PROBLEM DETAILS: Say whether each statement agrees with the spline cam text, answering yes or no and quoting the deciding words of the text: 1. The spline method fits a displacement diagram with cubic polynomials. 2. The spline method is used for designing standard cams. 3. The correct answer given is normalized velocity on the rise part.

EXCERPTED PASSAGE:
'''
Question

What does the following expression represent with respect to a spline cam?

\(\ddot{\overline{u_4}}=\ddot{\overline{u_5}}=\frac{\ddot u(\theta_B-\theta_c)^2}{4L}\)

1. Normalised acceleration on the return part
2. Normalised acceleration on the rise part
3. Normalised velocity on the return part
4. Normalised velocity on the rise part

Answer 1

Correct Answer - Option 1 : Normalised acceleration on the return part

Explanation:

Spline Cam: The spline method of designing cams is based on using cubic polynomials to fit a given displacement diagram at a predetermined number of points. This method is used for designing nonstandard cams.

The normalized velocities and accelerations for a spline cam are, respectively, as follows

On the rise part:

Velocity

\(\dot {\bar u_1} = \dot {\bar u_2} = \frac {\dot {u}\theta_A}{2L}\)

Acceleration

\(\ddot {\bar u_1} = \ddot {\bar u_2} = \frac {\ddot {u}\theta_A ^2}{4L}\)

On the return part:

Velocity

\(\dot {\bar u_4} = \dot {\bar u_5} = \frac {\dot {u}(\theta_B - \theta _C)}{2L}\)

Acceleration

\(\ddot {\bar u_4} = \ddot {\bar u_5} = \frac {\ddot {u}(\theta_B - \theta _C)^2 }{4L}\)
'''
DATA ROWS:
'''
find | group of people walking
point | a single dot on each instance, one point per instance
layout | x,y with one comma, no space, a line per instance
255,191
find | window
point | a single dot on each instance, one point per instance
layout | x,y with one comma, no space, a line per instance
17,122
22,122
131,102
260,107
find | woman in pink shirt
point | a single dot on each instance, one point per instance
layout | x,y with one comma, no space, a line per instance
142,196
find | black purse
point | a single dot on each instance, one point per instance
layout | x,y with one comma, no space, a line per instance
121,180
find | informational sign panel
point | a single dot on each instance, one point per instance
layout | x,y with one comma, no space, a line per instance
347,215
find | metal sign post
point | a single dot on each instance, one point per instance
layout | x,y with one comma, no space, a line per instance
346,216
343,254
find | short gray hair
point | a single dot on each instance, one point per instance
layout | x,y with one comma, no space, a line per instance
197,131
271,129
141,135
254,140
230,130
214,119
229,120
'''
SOLUTION TO THE PROBLEM:
1. Yes: "based on using cubic polynomials to fit a given displacement diagram at a predetermined number of points"
2. No: "This method is used for designing nonstandard cams."
3. No: "Correct Answer - Option 1 : Normalised acceleration on the return part"